_What to do_.
Convert every line of the material below into a two-column Markdown table, with Line No. holding the row number and Entry holding the line itself. Skip any blank lines.
>> begin
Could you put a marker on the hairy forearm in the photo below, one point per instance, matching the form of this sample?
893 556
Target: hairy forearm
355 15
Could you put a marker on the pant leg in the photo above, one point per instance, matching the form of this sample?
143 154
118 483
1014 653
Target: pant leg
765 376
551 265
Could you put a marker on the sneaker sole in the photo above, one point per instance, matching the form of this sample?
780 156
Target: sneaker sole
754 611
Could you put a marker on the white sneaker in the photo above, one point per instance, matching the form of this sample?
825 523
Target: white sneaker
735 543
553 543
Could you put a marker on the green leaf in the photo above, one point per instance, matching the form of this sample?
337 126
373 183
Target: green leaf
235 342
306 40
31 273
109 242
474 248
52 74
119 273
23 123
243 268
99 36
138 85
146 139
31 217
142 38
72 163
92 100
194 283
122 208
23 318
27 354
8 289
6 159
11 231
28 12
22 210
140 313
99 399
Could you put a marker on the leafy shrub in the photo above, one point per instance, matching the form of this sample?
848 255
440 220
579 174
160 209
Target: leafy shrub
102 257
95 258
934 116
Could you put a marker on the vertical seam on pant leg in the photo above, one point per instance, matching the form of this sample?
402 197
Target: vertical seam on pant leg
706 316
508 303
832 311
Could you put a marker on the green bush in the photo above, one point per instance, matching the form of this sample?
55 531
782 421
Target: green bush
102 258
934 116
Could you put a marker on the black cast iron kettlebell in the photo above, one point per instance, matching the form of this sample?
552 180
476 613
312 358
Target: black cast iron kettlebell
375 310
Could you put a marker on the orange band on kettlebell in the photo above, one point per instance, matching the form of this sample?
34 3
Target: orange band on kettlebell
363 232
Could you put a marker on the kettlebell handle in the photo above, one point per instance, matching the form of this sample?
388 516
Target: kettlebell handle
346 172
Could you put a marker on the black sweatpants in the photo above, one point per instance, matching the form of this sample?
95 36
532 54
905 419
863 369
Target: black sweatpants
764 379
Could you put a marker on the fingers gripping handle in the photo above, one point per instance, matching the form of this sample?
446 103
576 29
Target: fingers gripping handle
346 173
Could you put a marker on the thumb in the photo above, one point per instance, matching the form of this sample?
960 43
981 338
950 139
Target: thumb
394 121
>> end
_Result_.
| Line No. | Entry |
|---|---|
| 1 | Could you put a marker on the hairy forearm in the photo below, one point per instance, matching the form of this sample? |
| 2 | 893 556 |
| 3 | Target: hairy forearm |
| 4 | 355 15 |
| 5 | Could you put a marker on the pant leg in the photo above, one point per instance, matching the form of this sample? |
| 6 | 143 154 |
| 7 | 118 483 |
| 8 | 1014 653 |
| 9 | Target: pant leg |
| 10 | 765 376 |
| 11 | 551 265 |
| 12 | Could you put a marker on the sneaker sole in the photo above, one point per instance, matching the form of this sample? |
| 13 | 780 156 |
| 14 | Target: sneaker sole |
| 15 | 754 611 |
| 16 | Could you put a marker on the white sneaker in the photo above, one point per instance, matching the form of this sample? |
| 17 | 825 523 |
| 18 | Target: white sneaker |
| 19 | 735 543 |
| 20 | 553 543 |
| 21 | Could you put a marker on the green leaf in the photo above, one point per instance, matching the form of this sample? |
| 22 | 337 126 |
| 23 | 373 183 |
| 24 | Target: green leaf |
| 25 | 235 342 |
| 26 | 306 40 |
| 27 | 31 273 |
| 28 | 109 242 |
| 29 | 474 248 |
| 30 | 52 74 |
| 31 | 119 273 |
| 32 | 23 123 |
| 33 | 243 268 |
| 34 | 99 36 |
| 35 | 138 85 |
| 36 | 146 139 |
| 37 | 31 217 |
| 38 | 142 38 |
| 39 | 72 163 |
| 40 | 92 100 |
| 41 | 194 283 |
| 42 | 122 208 |
| 43 | 23 318 |
| 44 | 27 354 |
| 45 | 8 289 |
| 46 | 6 159 |
| 47 | 11 231 |
| 48 | 28 12 |
| 49 | 22 210 |
| 50 | 140 313 |
| 51 | 99 399 |
| 52 | Could you put a marker on the leafy shrub in the photo above, one point per instance, matching the form of this sample? |
| 53 | 848 255 |
| 54 | 440 220 |
| 55 | 579 174 |
| 56 | 160 209 |
| 57 | Target: leafy shrub |
| 58 | 102 257 |
| 59 | 95 258 |
| 60 | 934 116 |
| 61 | Could you put a marker on the vertical seam on pant leg in the photo above, one point per instance, matching the form of this sample? |
| 62 | 402 197 |
| 63 | Target: vertical seam on pant leg |
| 64 | 706 316 |
| 65 | 508 303 |
| 66 | 832 311 |
| 67 | Could you put a marker on the green bush in the photo above, one point per instance, matching the form of this sample? |
| 68 | 55 531 |
| 69 | 782 421 |
| 70 | Target: green bush |
| 71 | 102 258 |
| 72 | 934 116 |
| 73 | Could you put a marker on the black cast iron kettlebell in the photo above, one point per instance, matching the form of this sample? |
| 74 | 552 180 |
| 75 | 476 613 |
| 76 | 312 358 |
| 77 | Target: black cast iron kettlebell |
| 78 | 375 310 |
| 79 | Could you put a marker on the orange band on kettlebell in the photo above, one point per instance, matching the form of this sample? |
| 80 | 34 3 |
| 81 | Target: orange band on kettlebell |
| 82 | 363 232 |
| 83 | Could you put a marker on the kettlebell handle in the photo above, one point per instance, matching the form of this sample? |
| 84 | 388 516 |
| 85 | Target: kettlebell handle |
| 86 | 346 172 |
| 87 | Could you put a marker on the black sweatpants in the photo above, one point per instance, matching the form of this sample? |
| 88 | 95 36 |
| 89 | 532 54 |
| 90 | 905 419 |
| 91 | 863 369 |
| 92 | Target: black sweatpants |
| 93 | 764 379 |
| 94 | Could you put a marker on the fingers gripping handle in the photo above, one point per instance, matching the form of this sample? |
| 95 | 446 103 |
| 96 | 576 29 |
| 97 | Target: fingers gripping handle |
| 98 | 346 173 |
| 99 | Could you put a marker on the thumb in the photo above, one point per instance, matching the form of this sample? |
| 100 | 960 43 |
| 101 | 981 338 |
| 102 | 950 139 |
| 103 | Target: thumb |
| 104 | 394 121 |